WHAT THIS TASK INVOLVES
Copy the part of the rows that opens with the line containing "Annotate each fallen" and runs through the last row, keeping the request lines unchanged. Multiply every box coordinate in the answers by 2.05 and round each result to a whole number, with halves rounding up.

Raw rows
# # # # #
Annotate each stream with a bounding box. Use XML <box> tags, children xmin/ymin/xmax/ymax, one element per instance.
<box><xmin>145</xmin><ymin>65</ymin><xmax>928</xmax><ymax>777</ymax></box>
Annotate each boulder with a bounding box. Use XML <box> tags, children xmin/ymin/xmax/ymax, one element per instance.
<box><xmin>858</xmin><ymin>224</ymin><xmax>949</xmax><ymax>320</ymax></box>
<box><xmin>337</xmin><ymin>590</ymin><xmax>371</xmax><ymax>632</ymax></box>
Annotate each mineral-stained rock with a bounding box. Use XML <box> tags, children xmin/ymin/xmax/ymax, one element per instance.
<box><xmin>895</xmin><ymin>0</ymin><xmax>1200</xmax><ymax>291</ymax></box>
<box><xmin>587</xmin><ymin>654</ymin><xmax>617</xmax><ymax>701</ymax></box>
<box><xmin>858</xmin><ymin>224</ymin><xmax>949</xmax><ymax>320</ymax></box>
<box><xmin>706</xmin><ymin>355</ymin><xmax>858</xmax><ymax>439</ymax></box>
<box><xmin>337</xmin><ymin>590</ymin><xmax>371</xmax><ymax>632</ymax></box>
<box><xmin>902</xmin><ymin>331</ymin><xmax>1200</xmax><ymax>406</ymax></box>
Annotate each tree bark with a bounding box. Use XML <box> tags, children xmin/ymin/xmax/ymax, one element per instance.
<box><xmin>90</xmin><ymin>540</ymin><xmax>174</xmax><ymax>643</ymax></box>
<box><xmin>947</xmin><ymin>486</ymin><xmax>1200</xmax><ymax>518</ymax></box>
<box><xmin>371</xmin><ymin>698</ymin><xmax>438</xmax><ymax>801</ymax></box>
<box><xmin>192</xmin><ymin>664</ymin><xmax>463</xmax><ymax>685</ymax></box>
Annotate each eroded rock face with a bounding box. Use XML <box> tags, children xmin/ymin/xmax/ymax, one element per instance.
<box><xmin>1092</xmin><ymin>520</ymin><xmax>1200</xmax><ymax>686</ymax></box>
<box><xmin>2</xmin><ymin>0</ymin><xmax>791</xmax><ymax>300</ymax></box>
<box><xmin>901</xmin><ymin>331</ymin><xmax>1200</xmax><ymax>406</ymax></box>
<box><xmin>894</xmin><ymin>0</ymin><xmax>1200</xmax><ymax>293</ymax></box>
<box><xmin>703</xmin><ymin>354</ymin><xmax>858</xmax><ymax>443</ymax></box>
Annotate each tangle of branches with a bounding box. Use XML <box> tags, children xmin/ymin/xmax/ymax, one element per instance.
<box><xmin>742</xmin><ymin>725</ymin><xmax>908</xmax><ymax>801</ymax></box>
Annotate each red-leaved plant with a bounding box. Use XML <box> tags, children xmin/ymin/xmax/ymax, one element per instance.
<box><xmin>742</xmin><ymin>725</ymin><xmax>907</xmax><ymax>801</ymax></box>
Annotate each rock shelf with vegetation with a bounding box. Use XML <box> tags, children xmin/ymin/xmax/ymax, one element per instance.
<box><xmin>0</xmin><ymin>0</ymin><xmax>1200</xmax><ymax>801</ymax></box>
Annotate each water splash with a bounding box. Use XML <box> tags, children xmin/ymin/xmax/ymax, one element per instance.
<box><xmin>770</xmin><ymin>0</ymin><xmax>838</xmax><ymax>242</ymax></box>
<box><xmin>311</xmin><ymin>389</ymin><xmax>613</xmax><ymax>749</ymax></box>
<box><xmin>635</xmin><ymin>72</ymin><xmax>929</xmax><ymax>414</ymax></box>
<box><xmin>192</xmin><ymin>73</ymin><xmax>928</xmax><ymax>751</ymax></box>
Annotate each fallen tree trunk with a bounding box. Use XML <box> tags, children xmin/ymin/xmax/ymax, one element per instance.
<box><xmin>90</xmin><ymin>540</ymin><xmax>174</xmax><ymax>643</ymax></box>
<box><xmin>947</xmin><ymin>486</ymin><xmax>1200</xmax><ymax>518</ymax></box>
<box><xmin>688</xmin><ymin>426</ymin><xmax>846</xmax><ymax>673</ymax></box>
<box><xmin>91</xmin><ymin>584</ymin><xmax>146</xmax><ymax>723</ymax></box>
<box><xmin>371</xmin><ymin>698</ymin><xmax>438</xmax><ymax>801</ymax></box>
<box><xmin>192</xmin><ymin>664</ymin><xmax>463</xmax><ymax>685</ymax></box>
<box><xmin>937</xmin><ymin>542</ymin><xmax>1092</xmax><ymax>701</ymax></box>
# # # # #
WRITTEN ANSWER
Annotate each fallen tree trunk with a bounding box. Use XML <box> tags, children xmin/ymin/xmax/ymax, one element per instance.
<box><xmin>185</xmin><ymin>1107</ymin><xmax>357</xmax><ymax>1318</ymax></box>
<box><xmin>1941</xmin><ymin>996</ymin><xmax>2460</xmax><ymax>1062</ymax></box>
<box><xmin>1410</xmin><ymin>873</ymin><xmax>1734</xmax><ymax>1380</ymax></box>
<box><xmin>187</xmin><ymin>1197</ymin><xmax>299</xmax><ymax>1482</ymax></box>
<box><xmin>761</xmin><ymin>1431</ymin><xmax>898</xmax><ymax>1642</ymax></box>
<box><xmin>394</xmin><ymin>1361</ymin><xmax>949</xmax><ymax>1404</ymax></box>
<box><xmin>1921</xmin><ymin>1111</ymin><xmax>2239</xmax><ymax>1437</ymax></box>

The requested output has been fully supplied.